— Start of Record list —

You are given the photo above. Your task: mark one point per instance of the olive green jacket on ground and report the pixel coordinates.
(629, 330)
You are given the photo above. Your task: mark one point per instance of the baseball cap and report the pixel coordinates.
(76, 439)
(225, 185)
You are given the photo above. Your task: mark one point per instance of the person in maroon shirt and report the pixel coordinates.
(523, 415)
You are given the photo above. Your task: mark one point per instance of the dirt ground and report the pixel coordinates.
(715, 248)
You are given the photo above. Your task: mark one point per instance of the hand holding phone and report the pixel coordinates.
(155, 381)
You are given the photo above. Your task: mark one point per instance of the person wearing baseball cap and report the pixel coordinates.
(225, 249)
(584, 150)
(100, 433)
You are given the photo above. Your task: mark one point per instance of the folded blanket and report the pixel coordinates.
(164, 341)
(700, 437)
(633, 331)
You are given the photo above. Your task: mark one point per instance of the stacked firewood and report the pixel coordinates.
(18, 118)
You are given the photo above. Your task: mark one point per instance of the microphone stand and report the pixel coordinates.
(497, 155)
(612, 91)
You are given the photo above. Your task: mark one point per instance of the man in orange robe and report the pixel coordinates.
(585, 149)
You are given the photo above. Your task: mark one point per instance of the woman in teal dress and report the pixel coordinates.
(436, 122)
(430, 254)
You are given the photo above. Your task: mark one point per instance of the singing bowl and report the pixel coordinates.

— End of Record list —

▶ _Problem requirements_
Quote the data above in full, changing nothing.

▶ _Answer to this exercise_
You are given the photo above. Your task: mark one point per instance of the olive green jacket on ground and report the pixel coordinates.
(629, 330)
You are given the photo above. Your task: mark one point per instance of the baseball cap and report the pixel coordinates.
(76, 439)
(225, 185)
You are given the photo above. Your task: mark one point per instance of the person in maroon shirt and report the pixel coordinates.
(523, 415)
You are given the photo above. Your task: mark one point per instance of the dirt ground and report the pixel coordinates.
(715, 248)
You are given the photo above. Your task: mark one point per instance of the hand holding phone and report the pixel coordinates.
(155, 381)
You are given the photo above. Your task: mark one point per instance of the person wearing baseball cap and report the pixel coordinates.
(225, 249)
(584, 150)
(100, 433)
You are given the photo above. Your task: mark one point per instance of the folded blanket and report the pixel coordinates.
(164, 341)
(700, 437)
(633, 331)
You are given the photo above. Your task: mark one point per instance of the stacked firewood and report the pixel coordinates.
(18, 118)
You are given the photo above. Your task: mark one point per instance of the microphone stand and report the pixel coordinates.
(497, 155)
(612, 91)
You are given the photo above. Your task: mark one point per instance of the man in orange robe and report the pixel coordinates.
(585, 149)
You are given the photo above. Your task: mark one point per instance of the woman in teal dress and report the pixel coordinates.
(436, 122)
(430, 254)
You are given the photo above. Your task: mark one point per instance of the singing bowl and report the pixel coordinates.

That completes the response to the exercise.